Quote the rows word for word, starting at the line containing "Please locate the long" and continuing through the final line of the rows.

> _DATASET RECORDS_:
########
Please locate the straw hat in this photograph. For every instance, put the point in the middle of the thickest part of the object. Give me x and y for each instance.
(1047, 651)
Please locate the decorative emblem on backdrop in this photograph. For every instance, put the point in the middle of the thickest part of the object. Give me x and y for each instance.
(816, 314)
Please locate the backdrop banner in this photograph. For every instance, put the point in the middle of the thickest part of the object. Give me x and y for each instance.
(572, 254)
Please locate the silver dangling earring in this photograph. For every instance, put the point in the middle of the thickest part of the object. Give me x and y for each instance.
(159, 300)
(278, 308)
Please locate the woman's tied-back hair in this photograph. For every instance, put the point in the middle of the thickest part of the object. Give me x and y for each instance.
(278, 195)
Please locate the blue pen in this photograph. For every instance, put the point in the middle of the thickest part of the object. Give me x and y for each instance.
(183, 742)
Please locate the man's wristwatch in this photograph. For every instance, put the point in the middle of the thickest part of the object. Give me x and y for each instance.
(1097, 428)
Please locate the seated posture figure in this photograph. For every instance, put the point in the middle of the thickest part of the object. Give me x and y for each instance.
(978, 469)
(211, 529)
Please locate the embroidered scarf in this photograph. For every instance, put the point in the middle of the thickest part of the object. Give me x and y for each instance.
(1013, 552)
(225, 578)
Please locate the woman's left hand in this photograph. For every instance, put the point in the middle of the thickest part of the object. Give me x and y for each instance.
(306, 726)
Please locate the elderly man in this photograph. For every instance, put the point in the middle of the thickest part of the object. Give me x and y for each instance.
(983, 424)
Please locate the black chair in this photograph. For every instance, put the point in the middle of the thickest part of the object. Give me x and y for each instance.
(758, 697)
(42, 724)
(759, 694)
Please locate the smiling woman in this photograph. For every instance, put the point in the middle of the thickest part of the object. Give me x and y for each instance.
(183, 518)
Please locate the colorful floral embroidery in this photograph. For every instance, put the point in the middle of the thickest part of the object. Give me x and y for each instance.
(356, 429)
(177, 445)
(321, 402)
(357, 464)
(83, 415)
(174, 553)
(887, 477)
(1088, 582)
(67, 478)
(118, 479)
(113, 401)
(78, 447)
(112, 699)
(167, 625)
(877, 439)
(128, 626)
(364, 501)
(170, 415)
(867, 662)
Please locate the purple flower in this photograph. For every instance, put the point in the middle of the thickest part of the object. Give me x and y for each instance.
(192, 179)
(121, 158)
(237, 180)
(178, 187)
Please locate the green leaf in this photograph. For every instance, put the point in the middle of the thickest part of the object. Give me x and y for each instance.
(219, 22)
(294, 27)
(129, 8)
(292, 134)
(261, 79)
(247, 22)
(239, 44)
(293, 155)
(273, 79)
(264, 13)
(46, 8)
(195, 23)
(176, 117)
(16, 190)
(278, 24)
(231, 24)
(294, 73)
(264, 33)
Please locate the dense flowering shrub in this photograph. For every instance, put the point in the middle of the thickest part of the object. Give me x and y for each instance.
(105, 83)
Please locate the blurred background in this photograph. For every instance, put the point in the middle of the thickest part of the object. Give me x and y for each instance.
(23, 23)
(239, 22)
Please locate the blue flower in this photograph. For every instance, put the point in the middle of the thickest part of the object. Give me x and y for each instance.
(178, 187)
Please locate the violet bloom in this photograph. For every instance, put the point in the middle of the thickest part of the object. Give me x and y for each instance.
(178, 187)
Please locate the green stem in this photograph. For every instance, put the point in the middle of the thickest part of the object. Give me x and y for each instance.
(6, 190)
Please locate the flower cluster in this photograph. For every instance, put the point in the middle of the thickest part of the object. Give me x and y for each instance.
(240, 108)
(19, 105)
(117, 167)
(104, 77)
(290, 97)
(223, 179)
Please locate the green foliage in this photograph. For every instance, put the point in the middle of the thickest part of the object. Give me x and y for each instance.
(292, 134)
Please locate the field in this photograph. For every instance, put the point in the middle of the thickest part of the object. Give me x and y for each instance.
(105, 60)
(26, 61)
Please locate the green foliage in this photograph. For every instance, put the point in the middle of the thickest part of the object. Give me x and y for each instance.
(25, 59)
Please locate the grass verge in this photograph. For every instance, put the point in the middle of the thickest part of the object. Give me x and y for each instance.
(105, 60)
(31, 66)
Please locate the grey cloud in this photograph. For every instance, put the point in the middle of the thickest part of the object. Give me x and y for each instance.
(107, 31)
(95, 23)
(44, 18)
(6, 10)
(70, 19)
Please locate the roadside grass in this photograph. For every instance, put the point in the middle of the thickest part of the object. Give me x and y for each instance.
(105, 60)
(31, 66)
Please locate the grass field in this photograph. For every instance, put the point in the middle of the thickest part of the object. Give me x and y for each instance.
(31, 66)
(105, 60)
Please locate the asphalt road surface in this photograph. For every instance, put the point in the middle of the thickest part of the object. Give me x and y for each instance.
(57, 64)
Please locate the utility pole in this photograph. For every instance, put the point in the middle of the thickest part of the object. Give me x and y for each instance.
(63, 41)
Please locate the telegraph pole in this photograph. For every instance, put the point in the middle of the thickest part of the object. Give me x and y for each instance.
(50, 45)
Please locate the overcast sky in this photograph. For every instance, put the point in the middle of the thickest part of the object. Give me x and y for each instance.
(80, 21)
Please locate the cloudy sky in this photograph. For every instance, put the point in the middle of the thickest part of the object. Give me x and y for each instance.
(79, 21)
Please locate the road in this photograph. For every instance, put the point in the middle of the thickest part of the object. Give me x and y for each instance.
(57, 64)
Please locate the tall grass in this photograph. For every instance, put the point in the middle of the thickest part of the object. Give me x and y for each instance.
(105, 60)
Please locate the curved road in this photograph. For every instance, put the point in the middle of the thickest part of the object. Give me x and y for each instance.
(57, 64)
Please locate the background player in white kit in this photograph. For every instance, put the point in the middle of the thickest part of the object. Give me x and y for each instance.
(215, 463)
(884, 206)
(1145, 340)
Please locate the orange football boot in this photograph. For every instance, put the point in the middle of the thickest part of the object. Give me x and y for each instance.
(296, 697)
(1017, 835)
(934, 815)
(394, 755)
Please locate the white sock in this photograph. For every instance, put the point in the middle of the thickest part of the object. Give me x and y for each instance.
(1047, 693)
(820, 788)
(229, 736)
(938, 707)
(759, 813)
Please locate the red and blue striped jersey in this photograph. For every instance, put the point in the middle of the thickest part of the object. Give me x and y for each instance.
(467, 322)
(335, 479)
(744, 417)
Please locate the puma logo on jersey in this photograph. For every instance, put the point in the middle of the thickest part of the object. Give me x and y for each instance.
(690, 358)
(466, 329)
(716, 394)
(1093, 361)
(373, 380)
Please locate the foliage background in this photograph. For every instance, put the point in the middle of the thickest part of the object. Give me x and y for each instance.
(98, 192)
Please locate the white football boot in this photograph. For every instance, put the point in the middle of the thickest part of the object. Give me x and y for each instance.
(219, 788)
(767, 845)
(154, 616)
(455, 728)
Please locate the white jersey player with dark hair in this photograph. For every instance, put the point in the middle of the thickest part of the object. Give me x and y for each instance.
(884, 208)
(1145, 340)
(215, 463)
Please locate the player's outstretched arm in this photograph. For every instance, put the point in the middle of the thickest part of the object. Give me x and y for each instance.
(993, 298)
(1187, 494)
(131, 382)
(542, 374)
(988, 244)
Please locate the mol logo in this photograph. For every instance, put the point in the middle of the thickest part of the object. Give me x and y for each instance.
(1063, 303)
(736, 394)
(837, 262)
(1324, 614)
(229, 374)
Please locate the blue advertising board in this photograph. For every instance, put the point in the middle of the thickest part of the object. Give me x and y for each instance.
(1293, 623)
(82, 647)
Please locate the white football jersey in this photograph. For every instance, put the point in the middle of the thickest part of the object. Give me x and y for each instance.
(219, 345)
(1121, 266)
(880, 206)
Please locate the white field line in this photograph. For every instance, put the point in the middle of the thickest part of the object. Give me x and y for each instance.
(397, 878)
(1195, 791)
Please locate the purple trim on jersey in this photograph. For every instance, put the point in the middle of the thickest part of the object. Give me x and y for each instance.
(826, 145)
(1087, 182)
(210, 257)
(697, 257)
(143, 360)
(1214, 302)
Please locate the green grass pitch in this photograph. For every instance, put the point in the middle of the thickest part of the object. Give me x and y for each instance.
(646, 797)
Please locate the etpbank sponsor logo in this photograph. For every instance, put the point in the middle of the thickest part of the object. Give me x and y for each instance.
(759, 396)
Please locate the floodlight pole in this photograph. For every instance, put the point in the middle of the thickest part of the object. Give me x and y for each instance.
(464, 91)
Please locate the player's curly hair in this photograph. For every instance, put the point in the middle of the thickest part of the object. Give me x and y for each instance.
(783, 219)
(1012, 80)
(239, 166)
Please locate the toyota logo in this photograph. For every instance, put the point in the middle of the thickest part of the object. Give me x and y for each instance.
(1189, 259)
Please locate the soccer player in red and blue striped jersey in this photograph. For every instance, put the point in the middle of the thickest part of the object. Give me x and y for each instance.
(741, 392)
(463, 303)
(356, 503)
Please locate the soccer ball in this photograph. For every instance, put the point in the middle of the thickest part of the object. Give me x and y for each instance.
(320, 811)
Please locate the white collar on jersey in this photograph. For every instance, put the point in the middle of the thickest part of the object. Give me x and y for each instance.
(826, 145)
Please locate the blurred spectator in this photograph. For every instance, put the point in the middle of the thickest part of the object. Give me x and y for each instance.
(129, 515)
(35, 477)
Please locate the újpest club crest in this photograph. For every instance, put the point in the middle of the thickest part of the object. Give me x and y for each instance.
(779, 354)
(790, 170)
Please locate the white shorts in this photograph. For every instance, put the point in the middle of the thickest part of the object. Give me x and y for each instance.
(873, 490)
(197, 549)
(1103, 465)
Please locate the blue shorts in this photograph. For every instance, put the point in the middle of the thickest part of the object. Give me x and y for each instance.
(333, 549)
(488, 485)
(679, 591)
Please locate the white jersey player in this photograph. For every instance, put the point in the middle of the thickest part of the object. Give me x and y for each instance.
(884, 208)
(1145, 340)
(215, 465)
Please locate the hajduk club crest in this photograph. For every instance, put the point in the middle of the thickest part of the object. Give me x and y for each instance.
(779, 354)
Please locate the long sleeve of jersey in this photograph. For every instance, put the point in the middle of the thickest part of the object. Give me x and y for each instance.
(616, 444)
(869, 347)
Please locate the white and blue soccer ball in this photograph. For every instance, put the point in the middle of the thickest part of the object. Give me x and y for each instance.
########
> _RESULT OF THIS EXERCISE_:
Please locate the long sleeve of jersey in this photograph. For every instance, put the point in the middle of the thickest part of the object. Give me x and y for each instance.
(616, 444)
(869, 347)
Please locate the white and blue soccer ball in this photograph. For every instance, put the point in the middle of the thickest part of the object. Give me x and y for each instance.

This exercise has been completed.